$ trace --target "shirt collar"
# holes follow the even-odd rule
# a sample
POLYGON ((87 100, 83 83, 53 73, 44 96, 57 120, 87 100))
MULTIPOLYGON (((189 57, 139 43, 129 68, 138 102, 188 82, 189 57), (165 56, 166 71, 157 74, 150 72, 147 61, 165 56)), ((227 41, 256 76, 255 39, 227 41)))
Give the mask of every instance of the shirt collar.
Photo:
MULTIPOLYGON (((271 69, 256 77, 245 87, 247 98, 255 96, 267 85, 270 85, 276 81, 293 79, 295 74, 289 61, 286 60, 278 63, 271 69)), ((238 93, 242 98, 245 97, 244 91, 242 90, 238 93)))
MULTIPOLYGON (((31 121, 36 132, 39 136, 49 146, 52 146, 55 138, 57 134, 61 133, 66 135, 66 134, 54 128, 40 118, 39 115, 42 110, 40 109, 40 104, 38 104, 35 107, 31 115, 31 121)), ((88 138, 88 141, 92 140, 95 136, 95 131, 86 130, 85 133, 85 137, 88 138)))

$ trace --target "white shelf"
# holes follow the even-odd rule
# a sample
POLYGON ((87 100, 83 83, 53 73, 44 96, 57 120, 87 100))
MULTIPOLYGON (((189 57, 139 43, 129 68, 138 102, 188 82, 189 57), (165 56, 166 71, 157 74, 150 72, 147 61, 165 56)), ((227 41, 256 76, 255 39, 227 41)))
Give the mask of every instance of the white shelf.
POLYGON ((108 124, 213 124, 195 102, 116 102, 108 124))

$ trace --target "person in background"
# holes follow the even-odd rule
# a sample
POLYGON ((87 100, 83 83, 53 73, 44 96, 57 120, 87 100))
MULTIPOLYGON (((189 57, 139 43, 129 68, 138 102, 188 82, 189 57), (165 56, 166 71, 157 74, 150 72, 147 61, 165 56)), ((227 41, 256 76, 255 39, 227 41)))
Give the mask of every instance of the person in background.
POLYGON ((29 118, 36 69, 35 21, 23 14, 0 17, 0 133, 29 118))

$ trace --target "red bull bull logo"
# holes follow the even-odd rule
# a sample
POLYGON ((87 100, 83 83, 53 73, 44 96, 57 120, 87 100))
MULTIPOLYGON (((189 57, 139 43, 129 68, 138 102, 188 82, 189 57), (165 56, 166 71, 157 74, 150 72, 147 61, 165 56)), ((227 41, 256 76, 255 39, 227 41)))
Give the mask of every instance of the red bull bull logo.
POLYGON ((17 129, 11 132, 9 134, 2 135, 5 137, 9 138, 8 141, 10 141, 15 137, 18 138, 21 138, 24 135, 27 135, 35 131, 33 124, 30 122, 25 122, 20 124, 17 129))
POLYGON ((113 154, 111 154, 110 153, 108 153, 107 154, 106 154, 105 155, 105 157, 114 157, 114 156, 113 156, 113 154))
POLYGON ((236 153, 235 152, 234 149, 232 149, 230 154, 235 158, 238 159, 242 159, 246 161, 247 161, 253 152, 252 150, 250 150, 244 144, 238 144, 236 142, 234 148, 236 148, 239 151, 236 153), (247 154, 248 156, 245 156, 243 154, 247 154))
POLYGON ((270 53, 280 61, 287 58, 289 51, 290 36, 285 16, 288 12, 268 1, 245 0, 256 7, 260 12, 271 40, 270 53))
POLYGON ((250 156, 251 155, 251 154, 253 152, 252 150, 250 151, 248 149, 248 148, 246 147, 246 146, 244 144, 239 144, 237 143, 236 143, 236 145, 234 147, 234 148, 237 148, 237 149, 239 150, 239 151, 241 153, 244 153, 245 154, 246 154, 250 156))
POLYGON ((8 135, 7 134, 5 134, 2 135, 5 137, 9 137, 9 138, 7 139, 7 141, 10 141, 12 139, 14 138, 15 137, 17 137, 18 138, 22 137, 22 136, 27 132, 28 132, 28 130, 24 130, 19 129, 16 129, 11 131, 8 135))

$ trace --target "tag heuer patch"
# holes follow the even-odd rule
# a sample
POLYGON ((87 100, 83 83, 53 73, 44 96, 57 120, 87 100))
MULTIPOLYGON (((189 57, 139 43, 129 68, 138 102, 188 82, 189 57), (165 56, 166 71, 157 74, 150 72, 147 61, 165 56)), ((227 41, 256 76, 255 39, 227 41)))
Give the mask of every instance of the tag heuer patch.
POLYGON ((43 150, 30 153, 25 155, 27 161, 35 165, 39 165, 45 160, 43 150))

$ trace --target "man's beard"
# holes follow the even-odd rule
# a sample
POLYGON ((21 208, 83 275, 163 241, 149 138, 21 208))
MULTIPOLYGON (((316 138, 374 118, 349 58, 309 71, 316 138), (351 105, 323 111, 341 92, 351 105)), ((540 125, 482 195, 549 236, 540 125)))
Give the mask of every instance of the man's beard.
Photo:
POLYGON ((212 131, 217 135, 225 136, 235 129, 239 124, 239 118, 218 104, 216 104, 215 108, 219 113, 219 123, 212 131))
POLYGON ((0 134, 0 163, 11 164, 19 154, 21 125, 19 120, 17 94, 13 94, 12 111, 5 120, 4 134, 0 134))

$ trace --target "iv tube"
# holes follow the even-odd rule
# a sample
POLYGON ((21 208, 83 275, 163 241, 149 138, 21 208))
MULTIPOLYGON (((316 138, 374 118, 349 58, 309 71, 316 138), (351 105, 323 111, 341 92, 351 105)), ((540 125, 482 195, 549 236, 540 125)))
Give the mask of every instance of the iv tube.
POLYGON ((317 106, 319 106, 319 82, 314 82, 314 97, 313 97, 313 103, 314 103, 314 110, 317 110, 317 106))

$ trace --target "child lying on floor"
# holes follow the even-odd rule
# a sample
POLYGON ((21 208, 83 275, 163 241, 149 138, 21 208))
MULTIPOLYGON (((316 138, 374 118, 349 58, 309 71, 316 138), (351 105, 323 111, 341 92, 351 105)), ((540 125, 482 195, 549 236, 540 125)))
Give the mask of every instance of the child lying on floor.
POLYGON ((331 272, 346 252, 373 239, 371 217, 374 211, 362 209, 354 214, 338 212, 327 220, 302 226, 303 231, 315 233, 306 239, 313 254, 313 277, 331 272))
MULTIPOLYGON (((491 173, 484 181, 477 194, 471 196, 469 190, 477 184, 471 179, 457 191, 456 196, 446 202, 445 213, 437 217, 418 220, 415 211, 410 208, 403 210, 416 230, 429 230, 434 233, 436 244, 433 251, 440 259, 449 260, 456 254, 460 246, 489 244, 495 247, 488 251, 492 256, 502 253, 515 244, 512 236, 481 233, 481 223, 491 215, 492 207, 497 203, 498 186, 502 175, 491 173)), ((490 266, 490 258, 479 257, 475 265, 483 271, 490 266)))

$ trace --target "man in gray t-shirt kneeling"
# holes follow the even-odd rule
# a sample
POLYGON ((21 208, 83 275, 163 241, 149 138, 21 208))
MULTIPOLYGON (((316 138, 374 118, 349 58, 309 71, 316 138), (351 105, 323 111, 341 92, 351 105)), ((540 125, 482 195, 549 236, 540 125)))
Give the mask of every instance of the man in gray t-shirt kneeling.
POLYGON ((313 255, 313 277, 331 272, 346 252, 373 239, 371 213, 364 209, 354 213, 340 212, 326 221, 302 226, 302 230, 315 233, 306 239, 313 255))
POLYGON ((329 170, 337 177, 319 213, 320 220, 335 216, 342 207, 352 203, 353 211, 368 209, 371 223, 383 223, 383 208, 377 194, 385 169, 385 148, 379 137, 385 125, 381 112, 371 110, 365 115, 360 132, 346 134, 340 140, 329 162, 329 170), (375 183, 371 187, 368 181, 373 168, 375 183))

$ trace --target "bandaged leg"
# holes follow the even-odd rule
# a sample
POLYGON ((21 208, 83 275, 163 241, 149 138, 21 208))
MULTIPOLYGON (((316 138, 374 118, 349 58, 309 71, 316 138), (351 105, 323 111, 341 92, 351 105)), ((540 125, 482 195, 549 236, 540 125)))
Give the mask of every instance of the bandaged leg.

◆ ◆ ◆

* Task directions *
Count the lines above that contain the word "shelf". Reply with only the number.

* Exercise answer *
2